══ TEXTO DE LEITURA ══

José e Rey, a inocência linchada

Dois irmãos foram mortos em uma cidade no México por uma multidão que os confundiu com criminosos. Esta é a história deles

José Abraham Copado, um dos irmãos assassinados.

A fachada da casa dos Copados, na Cidade do México, é cor-de-rosa diluído pelo tempo. É uma casa dos anos cinquenta, sobrado. Até meados dos anos noventa o piso térreo era usado como a oficina do negócio do avô, uma confecção de meias. Agora é uma sala de estar com as paredes envelhecidas. “Queríamos engessar e pintar toda a casa para passar bem o Natal”, diz Felipe Copado. Mas na segunda-feira da semana passada seus irmãos José e Rey morreram linchados em uma cidade quando faziam um levantamento sobre marcas de tortillas.

═══
══ DADOS BRUTOS ══

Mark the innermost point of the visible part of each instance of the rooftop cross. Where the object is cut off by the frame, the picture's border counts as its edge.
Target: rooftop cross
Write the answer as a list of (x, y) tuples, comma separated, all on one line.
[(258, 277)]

═══

[REQUISITOS DA TAREFA]: Copie do texto de leitura, sem mudar nada, o trecho de "José e Rey, a" até "dos irmãos assassinados.".

[RESULTADO DA TAREFA]:
José e Rey, a inocência linchada

Dois irmãos foram mortos em uma cidade no México por uma multidão que os confundiu com criminosos. Esta é a história deles

José Abraham Copado, um dos irmãos assassinados.